::: EXCERPTED TEXT :::

Neural tomography architecture.

The figure above shows the neural tomography architecture. The model consisting of k fully-connected hidden layers, where each hidden layer contains γ neurons. Here, γ is the estimated number of links in the network: a precise estimate improves model accuracy; however, a conservative overestimate often suffices, though tight estimates would require lesser amounts of training data. At the input layer, the node pair, say v₁ and v₂, is mapped to an n-dimensional “two-hot” vector v₀ (n is the total number of nodes). Next, as in typical fully connected neural networks, v₀ᵀ is multiplied by an n×γ matrix M₁ and then added by a bias vector b₁. The resulting v₀ᵀM₁+b₁ᵀ is passed to hidden layer 1 and taken as input by an activation function, i.e., hidden layer 1 outputs σ(v₀ᵀM₁+b₁ᵀ). Each of the following-up hidden layers has the same activation function σ(·) and operates by the same way. Finally, vₖᵀ generated by hidden layer k is multiplied by a γ×1 weight vector m, i.e., vₖm, as the final path performance metric between the input node pair v₁ and v₂ at the output layer (only one neuron and no activation function or bias in the final output layer). In essence, each hidden layer essentially captures the probability of a link appearing on the path between v₁ and v₂ (often referred to as the stochastic routing matrix). The use of multiple hidden layers attempts to refine the probability of each link appearing on a particular path between v₁ and v₂. The network essentially learns to mimic this stochastic learning matrix for both additive and non-additive metrics using sigmoid as the choice of activation function.

:::

• [USING THE INFORMATION]:
a. In the neural tomography architecture text, what is the output layer made of, and what does it lack?
b. Pick up the neural tomography architecture text after its final sentence and keep writing it.

::: EXTRACTED INFORMATION :::

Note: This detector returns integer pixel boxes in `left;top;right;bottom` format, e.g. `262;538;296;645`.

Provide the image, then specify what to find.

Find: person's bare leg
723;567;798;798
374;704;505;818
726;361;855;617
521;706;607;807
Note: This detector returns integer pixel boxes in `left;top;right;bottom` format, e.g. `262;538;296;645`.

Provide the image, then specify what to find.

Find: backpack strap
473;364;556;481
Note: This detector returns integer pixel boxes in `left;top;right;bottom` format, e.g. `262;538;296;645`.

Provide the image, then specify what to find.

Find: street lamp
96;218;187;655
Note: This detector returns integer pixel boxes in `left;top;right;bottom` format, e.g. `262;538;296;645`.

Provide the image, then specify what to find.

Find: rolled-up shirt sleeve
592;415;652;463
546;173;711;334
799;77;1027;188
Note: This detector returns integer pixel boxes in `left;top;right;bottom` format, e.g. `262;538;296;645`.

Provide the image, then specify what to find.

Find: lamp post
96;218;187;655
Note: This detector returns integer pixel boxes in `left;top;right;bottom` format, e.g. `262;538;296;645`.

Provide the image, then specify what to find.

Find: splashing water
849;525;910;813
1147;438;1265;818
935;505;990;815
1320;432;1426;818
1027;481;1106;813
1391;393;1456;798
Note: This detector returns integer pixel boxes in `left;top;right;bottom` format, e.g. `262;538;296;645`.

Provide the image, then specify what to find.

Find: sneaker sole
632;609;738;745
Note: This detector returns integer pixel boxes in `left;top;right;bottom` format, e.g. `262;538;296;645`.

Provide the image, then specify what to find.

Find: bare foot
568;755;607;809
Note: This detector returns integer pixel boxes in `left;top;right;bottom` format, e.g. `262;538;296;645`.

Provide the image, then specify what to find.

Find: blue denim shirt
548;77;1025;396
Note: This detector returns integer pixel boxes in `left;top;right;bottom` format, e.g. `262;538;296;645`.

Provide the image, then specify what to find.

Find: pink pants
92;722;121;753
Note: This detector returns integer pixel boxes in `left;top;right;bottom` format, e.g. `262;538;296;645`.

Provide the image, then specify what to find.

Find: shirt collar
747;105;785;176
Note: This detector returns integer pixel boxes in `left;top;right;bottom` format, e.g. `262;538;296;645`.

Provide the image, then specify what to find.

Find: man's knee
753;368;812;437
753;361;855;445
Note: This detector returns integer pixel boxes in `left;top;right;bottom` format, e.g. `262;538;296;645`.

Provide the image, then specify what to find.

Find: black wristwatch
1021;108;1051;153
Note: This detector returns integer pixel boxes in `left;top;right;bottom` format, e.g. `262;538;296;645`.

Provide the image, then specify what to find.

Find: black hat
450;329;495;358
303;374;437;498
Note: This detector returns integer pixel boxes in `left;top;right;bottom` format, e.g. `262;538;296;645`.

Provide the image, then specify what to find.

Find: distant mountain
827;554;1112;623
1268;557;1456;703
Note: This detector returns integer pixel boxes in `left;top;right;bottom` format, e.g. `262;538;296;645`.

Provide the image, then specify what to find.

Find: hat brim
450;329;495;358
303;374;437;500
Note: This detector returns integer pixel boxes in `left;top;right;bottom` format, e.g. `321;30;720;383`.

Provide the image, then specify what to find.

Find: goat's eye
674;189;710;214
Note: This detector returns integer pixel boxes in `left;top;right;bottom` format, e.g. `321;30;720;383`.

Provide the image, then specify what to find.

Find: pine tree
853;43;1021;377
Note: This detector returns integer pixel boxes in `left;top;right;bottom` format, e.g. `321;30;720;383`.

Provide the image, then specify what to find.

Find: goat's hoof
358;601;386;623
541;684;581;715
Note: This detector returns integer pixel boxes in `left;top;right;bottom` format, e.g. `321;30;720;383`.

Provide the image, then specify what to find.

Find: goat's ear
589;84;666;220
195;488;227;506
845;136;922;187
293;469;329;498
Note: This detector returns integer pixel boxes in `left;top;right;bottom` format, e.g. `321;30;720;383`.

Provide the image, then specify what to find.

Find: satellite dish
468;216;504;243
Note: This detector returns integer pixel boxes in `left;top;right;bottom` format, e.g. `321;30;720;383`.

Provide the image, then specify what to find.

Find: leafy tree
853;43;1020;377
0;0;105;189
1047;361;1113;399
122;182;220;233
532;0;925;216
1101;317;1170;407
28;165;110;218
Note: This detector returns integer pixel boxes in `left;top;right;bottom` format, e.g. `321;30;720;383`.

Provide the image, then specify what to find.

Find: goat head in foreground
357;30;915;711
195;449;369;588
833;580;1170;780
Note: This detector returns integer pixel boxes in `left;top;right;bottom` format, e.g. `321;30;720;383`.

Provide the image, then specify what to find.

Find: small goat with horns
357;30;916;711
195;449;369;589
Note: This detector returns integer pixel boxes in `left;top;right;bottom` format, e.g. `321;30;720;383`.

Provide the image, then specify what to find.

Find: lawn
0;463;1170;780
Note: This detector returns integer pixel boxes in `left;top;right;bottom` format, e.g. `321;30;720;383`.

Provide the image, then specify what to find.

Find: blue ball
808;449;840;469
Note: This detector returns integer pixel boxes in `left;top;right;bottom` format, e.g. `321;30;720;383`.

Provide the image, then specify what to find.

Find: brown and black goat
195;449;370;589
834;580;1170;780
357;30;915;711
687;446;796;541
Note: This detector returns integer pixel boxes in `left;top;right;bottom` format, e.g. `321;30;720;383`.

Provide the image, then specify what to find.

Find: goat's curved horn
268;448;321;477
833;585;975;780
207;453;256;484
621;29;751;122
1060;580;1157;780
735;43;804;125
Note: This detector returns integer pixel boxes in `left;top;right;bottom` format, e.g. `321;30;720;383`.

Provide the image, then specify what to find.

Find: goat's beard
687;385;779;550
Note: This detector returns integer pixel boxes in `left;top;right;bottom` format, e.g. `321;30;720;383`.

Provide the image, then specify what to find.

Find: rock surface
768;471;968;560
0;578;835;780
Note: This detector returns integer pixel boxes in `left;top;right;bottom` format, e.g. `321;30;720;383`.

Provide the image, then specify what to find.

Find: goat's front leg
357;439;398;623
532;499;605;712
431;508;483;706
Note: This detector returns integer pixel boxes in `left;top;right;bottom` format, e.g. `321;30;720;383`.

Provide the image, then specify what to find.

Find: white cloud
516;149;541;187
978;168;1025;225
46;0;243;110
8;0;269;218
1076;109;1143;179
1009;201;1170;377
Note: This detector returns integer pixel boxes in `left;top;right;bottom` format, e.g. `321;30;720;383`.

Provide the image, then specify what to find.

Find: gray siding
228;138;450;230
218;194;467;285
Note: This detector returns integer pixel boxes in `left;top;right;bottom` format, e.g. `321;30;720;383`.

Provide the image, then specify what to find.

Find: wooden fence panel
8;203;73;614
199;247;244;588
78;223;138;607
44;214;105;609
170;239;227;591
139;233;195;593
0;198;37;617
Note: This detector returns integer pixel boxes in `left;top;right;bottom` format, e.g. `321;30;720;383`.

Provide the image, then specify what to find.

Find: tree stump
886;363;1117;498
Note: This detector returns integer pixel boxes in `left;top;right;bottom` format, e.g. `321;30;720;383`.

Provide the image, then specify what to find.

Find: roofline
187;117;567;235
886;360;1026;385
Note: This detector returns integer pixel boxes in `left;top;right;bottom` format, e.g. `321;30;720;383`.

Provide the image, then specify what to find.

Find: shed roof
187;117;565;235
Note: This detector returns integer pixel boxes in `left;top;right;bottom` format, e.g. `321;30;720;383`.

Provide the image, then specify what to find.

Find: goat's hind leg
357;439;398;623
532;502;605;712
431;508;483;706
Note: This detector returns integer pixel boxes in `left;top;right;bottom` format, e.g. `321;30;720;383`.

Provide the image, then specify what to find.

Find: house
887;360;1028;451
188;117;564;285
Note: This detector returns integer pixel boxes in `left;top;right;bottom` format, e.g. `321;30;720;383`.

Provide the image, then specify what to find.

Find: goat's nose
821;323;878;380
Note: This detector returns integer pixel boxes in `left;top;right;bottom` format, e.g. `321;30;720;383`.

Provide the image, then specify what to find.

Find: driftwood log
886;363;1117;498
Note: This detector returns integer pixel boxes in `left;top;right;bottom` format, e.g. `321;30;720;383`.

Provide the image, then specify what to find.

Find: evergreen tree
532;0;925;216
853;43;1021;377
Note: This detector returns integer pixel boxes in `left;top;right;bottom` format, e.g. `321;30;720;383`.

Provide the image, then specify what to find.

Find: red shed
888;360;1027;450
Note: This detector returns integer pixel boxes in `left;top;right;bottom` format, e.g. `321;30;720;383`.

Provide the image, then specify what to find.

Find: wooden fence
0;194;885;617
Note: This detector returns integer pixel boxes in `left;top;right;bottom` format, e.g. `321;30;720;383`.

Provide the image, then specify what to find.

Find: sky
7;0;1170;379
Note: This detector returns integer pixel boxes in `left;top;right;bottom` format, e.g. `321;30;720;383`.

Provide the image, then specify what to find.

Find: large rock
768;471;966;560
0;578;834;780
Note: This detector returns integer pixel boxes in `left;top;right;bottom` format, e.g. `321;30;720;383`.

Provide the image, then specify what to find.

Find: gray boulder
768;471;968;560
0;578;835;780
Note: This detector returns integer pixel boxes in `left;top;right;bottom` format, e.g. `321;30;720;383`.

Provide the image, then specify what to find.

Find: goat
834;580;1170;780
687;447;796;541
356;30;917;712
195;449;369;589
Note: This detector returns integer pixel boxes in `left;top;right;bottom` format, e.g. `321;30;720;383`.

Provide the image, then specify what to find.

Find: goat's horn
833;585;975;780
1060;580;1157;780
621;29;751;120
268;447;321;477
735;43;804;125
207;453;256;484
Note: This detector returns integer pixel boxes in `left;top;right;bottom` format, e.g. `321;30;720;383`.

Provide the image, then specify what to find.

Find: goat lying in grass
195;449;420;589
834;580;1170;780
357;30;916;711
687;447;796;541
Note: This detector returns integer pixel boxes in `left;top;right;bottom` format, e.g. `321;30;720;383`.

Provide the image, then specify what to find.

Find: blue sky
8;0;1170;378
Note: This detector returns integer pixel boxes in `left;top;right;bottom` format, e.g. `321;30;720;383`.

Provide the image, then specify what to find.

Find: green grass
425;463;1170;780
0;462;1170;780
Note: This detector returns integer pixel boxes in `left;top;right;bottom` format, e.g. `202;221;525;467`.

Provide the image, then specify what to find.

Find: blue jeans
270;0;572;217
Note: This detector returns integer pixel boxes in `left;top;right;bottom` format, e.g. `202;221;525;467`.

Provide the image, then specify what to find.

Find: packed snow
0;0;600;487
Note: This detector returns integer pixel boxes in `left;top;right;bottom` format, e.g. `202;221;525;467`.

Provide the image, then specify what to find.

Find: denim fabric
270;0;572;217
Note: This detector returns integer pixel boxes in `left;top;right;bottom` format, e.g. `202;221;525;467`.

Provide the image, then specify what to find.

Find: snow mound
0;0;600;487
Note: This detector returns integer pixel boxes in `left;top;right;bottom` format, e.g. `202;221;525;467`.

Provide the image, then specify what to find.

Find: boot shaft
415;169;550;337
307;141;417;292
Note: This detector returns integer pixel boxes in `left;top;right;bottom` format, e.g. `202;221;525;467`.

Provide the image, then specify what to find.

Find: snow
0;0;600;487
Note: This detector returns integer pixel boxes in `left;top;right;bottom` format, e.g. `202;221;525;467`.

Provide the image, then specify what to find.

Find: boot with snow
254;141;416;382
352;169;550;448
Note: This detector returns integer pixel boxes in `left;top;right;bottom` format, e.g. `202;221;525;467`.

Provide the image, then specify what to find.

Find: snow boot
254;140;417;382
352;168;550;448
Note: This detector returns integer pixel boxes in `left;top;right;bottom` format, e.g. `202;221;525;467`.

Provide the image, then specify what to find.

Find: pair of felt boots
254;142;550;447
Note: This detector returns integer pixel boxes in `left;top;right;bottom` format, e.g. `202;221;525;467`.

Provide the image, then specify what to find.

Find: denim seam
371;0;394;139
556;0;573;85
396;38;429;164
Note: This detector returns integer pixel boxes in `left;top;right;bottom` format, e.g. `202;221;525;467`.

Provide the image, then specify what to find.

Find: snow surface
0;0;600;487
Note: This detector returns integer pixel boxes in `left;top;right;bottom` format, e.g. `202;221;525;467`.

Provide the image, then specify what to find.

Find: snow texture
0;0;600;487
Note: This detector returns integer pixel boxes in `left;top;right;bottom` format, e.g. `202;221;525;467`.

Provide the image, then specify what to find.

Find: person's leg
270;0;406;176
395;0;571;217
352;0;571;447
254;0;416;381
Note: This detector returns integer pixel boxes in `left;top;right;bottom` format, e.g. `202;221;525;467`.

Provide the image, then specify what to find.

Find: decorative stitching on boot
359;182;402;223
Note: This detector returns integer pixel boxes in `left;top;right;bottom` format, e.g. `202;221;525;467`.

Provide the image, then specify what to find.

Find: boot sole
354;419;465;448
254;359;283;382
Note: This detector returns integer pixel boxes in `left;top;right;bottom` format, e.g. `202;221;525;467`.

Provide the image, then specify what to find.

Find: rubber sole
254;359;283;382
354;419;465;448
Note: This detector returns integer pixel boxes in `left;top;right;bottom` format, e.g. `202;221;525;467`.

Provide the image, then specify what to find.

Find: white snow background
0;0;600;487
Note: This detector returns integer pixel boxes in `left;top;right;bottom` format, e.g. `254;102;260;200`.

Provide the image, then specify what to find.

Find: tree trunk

:::

• [SOLVED PROBLEMS]:
a. It has only one neuron and no activation function or bias.

b.
The figure below shows the estimation of effectiveness of neural tomography on both additive and non-additive performance metrics as measured on AS3257 topology. Neural tomography has the ability to accurately learn/predict end-to-end performance metrics from about 30% raw end-to-end measurements. It produces significantly better match to ground truth measures when compared with NMF (Non-Negative Matrix Factorization) and NeuMF (Neural Matrix Factorization).

Estimation of effectiveness of neural tomography on both additive and non-additive performance metrics as measured on AS3257 topology.

Further, Neural Tomography can be used to learn the topology by setting the performance metric to the minimum number of hops. While it is more challenging to predict the one hop (immediate) neighbors of a given node with low false negative rate, hops counts of size three of higher could be determined with fairly low false positive and false negative rates of under 10%. The topology inference errors in other state of art techniques (such as NMF and NeuMF) were very poor, often resulting in greater than 50% error rates for both false positives and negatives.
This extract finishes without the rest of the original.